Gather every line of the rows below that contains the word "query" and copy each one as it stands. Match case exactly.

** Data **
--- start ---
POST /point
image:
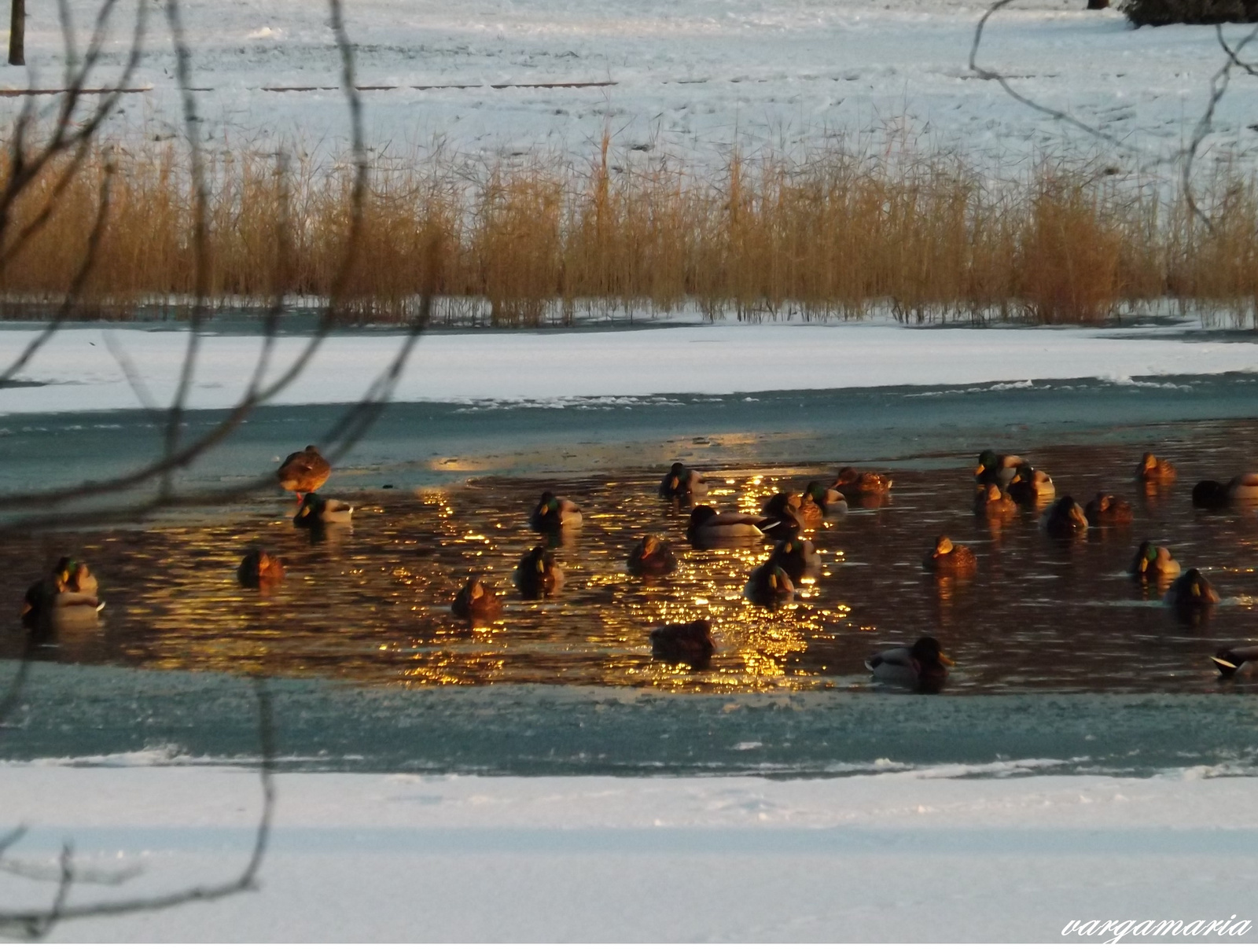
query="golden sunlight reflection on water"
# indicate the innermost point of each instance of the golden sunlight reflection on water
--- end ---
--- start ---
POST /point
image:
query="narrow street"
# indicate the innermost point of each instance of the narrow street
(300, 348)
--- end ---
** Written answer **
query="golden sunlight reflection on water"
query="narrow street"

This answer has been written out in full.